## DATA EXTRACT
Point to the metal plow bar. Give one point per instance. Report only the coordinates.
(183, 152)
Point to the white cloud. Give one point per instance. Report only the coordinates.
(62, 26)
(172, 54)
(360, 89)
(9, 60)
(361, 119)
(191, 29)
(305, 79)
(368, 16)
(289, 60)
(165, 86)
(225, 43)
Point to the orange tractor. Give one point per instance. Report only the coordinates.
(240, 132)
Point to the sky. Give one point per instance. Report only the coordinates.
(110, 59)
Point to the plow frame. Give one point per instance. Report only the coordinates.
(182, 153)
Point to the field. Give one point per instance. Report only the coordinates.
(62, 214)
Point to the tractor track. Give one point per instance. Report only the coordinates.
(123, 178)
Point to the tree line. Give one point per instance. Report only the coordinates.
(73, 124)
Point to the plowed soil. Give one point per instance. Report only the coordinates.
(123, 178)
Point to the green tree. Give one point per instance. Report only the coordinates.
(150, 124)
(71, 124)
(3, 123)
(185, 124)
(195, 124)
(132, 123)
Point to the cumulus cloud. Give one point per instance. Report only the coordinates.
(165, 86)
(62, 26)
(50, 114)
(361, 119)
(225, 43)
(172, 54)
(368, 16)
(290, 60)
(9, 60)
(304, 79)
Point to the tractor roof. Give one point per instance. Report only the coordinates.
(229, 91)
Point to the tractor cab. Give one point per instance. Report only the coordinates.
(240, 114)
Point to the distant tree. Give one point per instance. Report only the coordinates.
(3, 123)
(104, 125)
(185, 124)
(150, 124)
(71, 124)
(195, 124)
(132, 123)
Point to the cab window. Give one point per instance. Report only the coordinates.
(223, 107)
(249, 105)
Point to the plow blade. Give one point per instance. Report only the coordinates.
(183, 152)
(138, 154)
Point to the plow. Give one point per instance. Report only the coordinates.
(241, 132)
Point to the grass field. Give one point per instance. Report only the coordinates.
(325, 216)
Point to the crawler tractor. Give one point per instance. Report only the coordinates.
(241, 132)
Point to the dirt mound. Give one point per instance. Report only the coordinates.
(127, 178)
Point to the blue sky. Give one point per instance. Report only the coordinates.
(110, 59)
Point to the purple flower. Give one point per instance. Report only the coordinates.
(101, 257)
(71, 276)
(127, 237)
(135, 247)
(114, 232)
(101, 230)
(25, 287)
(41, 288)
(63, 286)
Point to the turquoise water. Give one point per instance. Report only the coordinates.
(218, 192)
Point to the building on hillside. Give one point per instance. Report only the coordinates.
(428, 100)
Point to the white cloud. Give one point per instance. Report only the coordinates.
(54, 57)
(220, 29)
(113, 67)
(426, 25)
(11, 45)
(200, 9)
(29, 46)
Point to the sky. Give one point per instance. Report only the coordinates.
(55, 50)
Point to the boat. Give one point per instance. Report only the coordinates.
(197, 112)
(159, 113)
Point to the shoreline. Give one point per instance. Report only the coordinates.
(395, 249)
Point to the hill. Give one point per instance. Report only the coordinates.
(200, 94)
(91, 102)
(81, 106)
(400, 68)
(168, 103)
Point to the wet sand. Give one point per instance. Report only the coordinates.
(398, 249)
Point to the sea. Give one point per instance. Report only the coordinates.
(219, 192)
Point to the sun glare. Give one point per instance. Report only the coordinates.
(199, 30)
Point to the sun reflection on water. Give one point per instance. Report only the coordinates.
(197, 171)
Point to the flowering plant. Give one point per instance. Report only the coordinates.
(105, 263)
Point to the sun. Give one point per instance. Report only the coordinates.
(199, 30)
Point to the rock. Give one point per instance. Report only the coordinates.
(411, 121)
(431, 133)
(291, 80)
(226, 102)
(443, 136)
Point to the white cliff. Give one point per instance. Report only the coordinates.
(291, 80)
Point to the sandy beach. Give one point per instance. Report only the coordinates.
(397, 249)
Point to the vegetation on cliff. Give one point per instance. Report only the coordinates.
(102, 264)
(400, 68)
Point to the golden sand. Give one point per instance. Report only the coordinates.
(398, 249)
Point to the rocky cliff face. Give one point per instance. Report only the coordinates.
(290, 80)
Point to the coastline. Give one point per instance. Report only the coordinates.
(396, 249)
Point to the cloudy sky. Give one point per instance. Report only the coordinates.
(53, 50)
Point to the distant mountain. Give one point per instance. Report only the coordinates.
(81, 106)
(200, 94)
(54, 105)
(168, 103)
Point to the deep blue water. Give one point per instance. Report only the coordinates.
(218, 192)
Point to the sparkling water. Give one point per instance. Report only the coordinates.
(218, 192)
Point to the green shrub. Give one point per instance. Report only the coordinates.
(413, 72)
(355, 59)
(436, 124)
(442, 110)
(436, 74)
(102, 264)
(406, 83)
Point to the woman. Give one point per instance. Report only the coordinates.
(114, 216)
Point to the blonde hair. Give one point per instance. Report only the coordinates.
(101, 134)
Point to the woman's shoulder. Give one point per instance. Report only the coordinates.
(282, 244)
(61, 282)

## THE TASK
Copy all of the lines above verbatim, keeping every line in its original order.

## THE RESPONSE
Point to the metal plow bar. Give one point per instance. Report only the coordinates.
(183, 152)
Point to the white cloud. Give one point per instance. Report only the coordinates.
(62, 26)
(172, 54)
(360, 89)
(9, 60)
(361, 119)
(191, 29)
(305, 79)
(368, 16)
(289, 60)
(165, 86)
(225, 43)
Point to the orange tractor. Give one point per instance. Report only the coordinates.
(240, 132)
Point to the sky. Give one point per instance. Report only the coordinates.
(110, 59)
Point to the plow frame. Give one point per instance. Report only the coordinates.
(182, 153)
Point to the field. Give one point per instance. Report only the coordinates.
(62, 214)
Point to the tractor track. Give one point per instance. Report only the coordinates.
(123, 178)
Point to the tree line. Give one point per instance. Report only the coordinates.
(73, 124)
Point to the plowed soil. Give one point per instance. Report only the coordinates.
(123, 178)
Point to the green tree. Give one point per instance. Report only the coordinates.
(150, 124)
(71, 124)
(3, 123)
(185, 124)
(195, 124)
(132, 123)
Point to the cumulus cloud. Give one point per instance. Report only the coordinates.
(165, 86)
(62, 26)
(50, 114)
(361, 119)
(225, 43)
(172, 54)
(368, 16)
(290, 60)
(9, 60)
(304, 79)
Point to the tractor roof. Give one point per instance. Report only the coordinates.
(229, 91)
Point to the tractor cab. Give one point per instance. Report only the coordinates.
(240, 114)
Point to the distant tree. Give one point per instance. Report only the coordinates.
(3, 123)
(104, 125)
(185, 124)
(150, 124)
(71, 124)
(195, 124)
(132, 123)
Point to the cab window. Give one point per instance. Report only the coordinates.
(223, 107)
(249, 105)
Point to the plow blade. Give one point per instance. Report only the coordinates.
(183, 152)
(138, 154)
Point to the plow. Give one point per instance. Report only the coordinates.
(241, 132)
Point to the grass field. Give one point per instance. Report only the coordinates.
(325, 216)
Point to the crawler tractor. Give one point per instance. Report only the coordinates.
(241, 132)
Point to the dirt mound. Give one point per instance. Report only the coordinates.
(127, 178)
Point to the blue sky. Give one point per instance. Report only the coordinates.
(110, 59)
Point to the purple flower. Give one point per instance. Report only the coordinates.
(101, 257)
(71, 276)
(127, 237)
(135, 247)
(114, 232)
(101, 230)
(25, 287)
(41, 288)
(63, 286)
Point to the turquoise water. Give one point per instance. Report only the coordinates.
(218, 192)
Point to the building on hillside. Give one point per instance. Report only the coordinates.
(428, 100)
Point to the white cloud. Give one point per instance. Report only the coordinates.
(54, 57)
(220, 29)
(113, 67)
(426, 25)
(11, 45)
(200, 9)
(29, 46)
Point to the sky. Give one point per instance. Report only the coordinates.
(55, 50)
Point to the boat. Give one point per instance. Report only the coordinates.
(197, 112)
(159, 113)
Point to the shoreline. Give one point per instance. Report only the coordinates.
(395, 249)
Point to the hill. Give one point per instance. Report only the coordinates.
(200, 94)
(91, 102)
(81, 106)
(400, 68)
(168, 103)
Point to the wet sand. Give one point per instance. Report only the coordinates.
(398, 249)
Point to the sea. Give one point per instance. Report only the coordinates.
(219, 192)
Point to the sun glare. Give one point per instance. Report only the coordinates.
(199, 30)
Point to the sun reflection on water. Give one point per instance. Report only the coordinates.
(197, 171)
Point to the flowering plant. Give one point per instance. Report only the coordinates.
(105, 263)
Point to the sun. Give one point per instance. Report only the coordinates.
(199, 30)
Point to the rock. Give one point per instance. Report only the coordinates.
(411, 121)
(431, 133)
(291, 80)
(226, 102)
(443, 136)
Point to the white cliff. Give one point per instance. Report only the coordinates.
(291, 80)
Point to the sandy beach. Give one point per instance. Report only the coordinates.
(397, 249)
Point to the vegetation on cliff. Give one point per instance. Report only the coordinates.
(102, 264)
(400, 68)
Point to the golden sand. Give one point per instance. Report only the coordinates.
(398, 249)
Point to the rocky cliff face. Give one point per instance. Report only the coordinates.
(290, 80)
Point to the coastline. Give one point per instance. Report only the coordinates.
(396, 249)
Point to the cloudy sky. Give one point per instance. Report only the coordinates.
(53, 50)
Point to the distant mountain. Give one point per instance. Report only the coordinates.
(81, 106)
(200, 94)
(54, 105)
(168, 103)
Point to the deep blue water. Give one point per instance. Report only the coordinates.
(218, 192)
Point to the sparkling water. Give one point per instance. Report only the coordinates.
(218, 192)
Point to the green shrub. Give one point per instance. Report only the coordinates.
(413, 72)
(355, 59)
(436, 124)
(442, 110)
(436, 74)
(102, 264)
(406, 83)
Point to the woman. Give one point per instance. Report only the coordinates.
(114, 216)
Point to the blonde hair. Give one point per instance. Report only the coordinates.
(101, 134)
Point to the woman's shoulder. Give one point per instance. Report only the coordinates.
(282, 244)
(61, 282)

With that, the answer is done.